WHAT YOU NEED TO DO
The expected output is every entry, repeated exactly.
————————
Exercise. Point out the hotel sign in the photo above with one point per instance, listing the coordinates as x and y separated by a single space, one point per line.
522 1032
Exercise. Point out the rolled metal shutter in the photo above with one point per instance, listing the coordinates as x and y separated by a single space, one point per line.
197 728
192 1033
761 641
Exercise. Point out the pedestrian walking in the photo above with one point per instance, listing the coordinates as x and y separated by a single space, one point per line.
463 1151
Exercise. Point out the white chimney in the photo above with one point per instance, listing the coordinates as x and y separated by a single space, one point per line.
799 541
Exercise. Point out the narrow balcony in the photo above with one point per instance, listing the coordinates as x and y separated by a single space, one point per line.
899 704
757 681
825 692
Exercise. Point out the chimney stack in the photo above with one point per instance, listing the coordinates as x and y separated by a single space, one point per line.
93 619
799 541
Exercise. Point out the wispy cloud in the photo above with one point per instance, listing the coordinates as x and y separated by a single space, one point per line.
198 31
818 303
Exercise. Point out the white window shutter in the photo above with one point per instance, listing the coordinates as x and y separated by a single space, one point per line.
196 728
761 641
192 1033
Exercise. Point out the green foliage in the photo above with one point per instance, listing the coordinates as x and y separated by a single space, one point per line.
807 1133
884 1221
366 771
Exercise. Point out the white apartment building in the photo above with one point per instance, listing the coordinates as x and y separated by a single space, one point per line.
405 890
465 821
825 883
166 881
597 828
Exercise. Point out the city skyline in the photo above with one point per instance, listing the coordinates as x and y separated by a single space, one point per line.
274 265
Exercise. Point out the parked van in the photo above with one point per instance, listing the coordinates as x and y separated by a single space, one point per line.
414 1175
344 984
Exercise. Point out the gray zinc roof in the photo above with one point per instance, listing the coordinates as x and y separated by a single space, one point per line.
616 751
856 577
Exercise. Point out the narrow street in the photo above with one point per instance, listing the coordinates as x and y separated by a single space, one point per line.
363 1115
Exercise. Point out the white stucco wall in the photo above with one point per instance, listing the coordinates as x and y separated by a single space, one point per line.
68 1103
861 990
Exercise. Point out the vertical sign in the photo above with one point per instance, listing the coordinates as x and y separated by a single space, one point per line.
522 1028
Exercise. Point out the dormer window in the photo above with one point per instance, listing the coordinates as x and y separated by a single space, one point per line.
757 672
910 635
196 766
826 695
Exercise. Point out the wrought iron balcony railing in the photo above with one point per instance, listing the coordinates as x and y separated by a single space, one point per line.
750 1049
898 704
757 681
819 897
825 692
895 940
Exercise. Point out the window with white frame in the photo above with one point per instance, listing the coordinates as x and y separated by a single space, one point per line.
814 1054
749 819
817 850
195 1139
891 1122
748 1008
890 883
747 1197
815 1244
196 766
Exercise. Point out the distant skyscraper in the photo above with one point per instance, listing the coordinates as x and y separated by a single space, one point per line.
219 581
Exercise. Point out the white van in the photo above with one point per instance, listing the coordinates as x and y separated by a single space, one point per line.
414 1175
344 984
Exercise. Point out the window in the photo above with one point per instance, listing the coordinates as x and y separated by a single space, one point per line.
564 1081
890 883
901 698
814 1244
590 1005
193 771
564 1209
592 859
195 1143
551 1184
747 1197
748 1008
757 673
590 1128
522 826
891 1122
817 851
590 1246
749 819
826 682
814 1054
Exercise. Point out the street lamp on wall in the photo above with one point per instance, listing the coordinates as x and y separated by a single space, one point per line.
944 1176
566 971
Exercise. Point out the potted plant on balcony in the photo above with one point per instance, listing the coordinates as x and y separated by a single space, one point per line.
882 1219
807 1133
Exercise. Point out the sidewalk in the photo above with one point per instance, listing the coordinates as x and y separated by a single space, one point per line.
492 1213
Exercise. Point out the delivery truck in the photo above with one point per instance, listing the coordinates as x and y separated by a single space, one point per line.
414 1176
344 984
————————
ANSWER FOR THE TASK
Exercise. Point out the hotel sign in the photo above with one point per instance, listing the coordinates as x and y separated by a single space, one point per line.
522 1032
Exercise. Point out the rolled metal shutter in the photo above with one point per instance, listing the coordinates as x and y separated by a single space, one point per line.
197 728
192 1033
761 641
Exercise. Point out the pedestrian walking in the photo above with one point per instance, listing the coordinates as x and y separated by a single space, one point per line.
463 1151
Exercise. Point out the white chimney in the photo above with one point per instance, listing the coordinates as x and y separated by a single space, one point per line.
799 541
Exercise. Point out the narrow balcony in the photo above with one point per instance, listing the coordinates as x and y separated by a single space, one point per line.
899 704
757 681
825 692
Exercise. Point out the chimney stack in the photo above with one point per instance, listing the coordinates as x and y separated by a single space, one point per line.
93 619
799 541
Exercise. Point out the wispy cloud in the photo above with one point per instance, listing the coordinates as x and y separated by a single space, one point per line.
198 31
818 303
Exercise. Point out the white window shutter in the photo above with one point per instance, listing the coordinates as x and y separated by a single space, one point per line.
196 728
761 641
192 1033
Exercise. Point out the green foliage in the photo above with one point per instance, listing the coordinates as x and y separated by a single space, one point per line.
807 1133
884 1221
366 771
Exercise. Point out the white apartment building in the photo above with one point per instance, listing the coordinates as x and y separated by a single space, one point per line.
405 890
465 821
825 883
166 881
597 828
Exercise. Point out the city skyline in the photo above with one point per instance, listing the coordinates as x and y separated by a single space, one point per line.
274 265
Exercise. Point out the parked van in the photo above with one point per instance, listing the coordinates as x and y separated by a single space, one point per line.
414 1175
344 984
Exercise. Point out the gray zinc roof in the photo above with one point per instance, listing the coordinates as x and y separated by a single space, one point per line.
616 751
856 577
Exercise. Point out the narrow street in the photo above with one point per instance, listing the coordinates as x and y separated by a single space, one point per line.
363 1115
Exercise. Point out the white stucco wall in the photo above with one point per instance, listing the coordinates as x and y separated by a single space, one point per line.
68 1103
861 990
Exercise. Point out the vertical sign in the photo above with one point per instance, listing the coordinates as x and y separated by a single space, one point per line.
522 1028
Exercise. Point out the dormer window in the photo above with one point per instance, listing the coordinates as x and y separated by a single space, one point per line.
757 672
910 635
196 766
826 695
Exercise. Point out the wrought iron balcony railing in the photo above with one point per instance, listing the coordinates as x and y separated by a single space, one point per line.
750 1049
898 704
757 681
819 897
825 692
895 940
Exercise. Point out the window with white frame in the photo above with one point per instance, listing the coordinates as x and y separated by a single space, one point per line.
814 1054
749 819
817 850
195 1139
891 1122
748 1008
890 883
747 1197
815 1244
196 766
Exercise. Point out the distant skyscraper in the photo above with one point per instance, listing the coordinates as x and y separated by a single space, one point per line.
219 581
Exercise. Point out the white van in the photo above with one point per instance, listing the coordinates as x and y separated by a single space, one point per line.
414 1175
344 984
Exercise. Point out the window in the photo above with one point per instance, listing the coordinates as x and y separated by a single space, one point per line.
564 1081
890 883
901 698
814 1244
590 1005
193 771
564 1209
592 859
195 1143
551 1184
747 1197
748 1008
757 673
590 1128
522 826
891 1122
817 851
590 1246
749 819
826 682
814 1054
Exercise. Point out the street lamp on wall in the photo above with one point per instance, listing the coordinates as x and y separated by a single space, one point per line.
944 1176
566 971
Exercise. Point out the potted plant on balcony in the photo above with one point per instance, listing the coordinates as x and y separated by a single space, one point per line.
882 1219
807 1133
Exercise. Point out the sidewalk in the photo above with one point per instance, listing the coordinates as x and y separated by a single space, one point per line.
492 1213
Exercise. Point out the delivery truck in the photo above with one point per instance, listing the coordinates as x and y separated by a single space, one point per line.
414 1176
344 984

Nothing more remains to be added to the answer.